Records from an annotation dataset

++++

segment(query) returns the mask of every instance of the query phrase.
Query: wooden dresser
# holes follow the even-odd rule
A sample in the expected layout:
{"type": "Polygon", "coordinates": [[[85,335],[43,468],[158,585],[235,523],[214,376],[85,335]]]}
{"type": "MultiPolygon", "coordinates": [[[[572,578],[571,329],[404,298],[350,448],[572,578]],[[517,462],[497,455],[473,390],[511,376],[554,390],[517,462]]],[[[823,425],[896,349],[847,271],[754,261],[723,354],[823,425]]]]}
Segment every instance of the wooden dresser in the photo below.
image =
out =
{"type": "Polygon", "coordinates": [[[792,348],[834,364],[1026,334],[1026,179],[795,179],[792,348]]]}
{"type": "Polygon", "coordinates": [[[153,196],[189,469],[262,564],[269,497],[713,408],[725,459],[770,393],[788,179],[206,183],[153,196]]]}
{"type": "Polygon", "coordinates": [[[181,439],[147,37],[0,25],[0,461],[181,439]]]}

++++

WHAT IS BEING ASKED
Recast the records above as a two-column CSV with the header request,answer and one row per request. Put each request's text and its answer in a single quoted field, with line breaks replaced by spaces.

TASK RESULT
request,answer
"segment(query) returns the mask of every instance of the query phrase. Query: wooden dresser # holes follow the even-odd rule A sample in the expected layout: {""type"": ""Polygon"", ""coordinates"": [[[85,335],[43,468],[158,585],[235,523],[214,376],[85,335]]]} {""type"": ""MultiPolygon"", ""coordinates"": [[[[572,578],[571,329],[404,298],[350,448],[572,578]],[[517,462],[497,455],[473,390],[511,376],[554,390],[517,462]]],[[[823,425],[896,349],[847,271],[754,261],[723,354],[823,425]]]]} Segment every instance of the wooden dresser in the photo below. image = out =","{""type"": ""Polygon"", ""coordinates"": [[[792,348],[834,364],[1026,334],[1026,179],[795,179],[792,348]]]} {""type"": ""Polygon"", ""coordinates"": [[[153,196],[189,469],[262,564],[269,497],[713,408],[725,459],[770,393],[788,179],[206,183],[153,196]]]} {""type"": ""Polygon"", ""coordinates"": [[[181,439],[147,37],[0,25],[0,461],[181,439]]]}"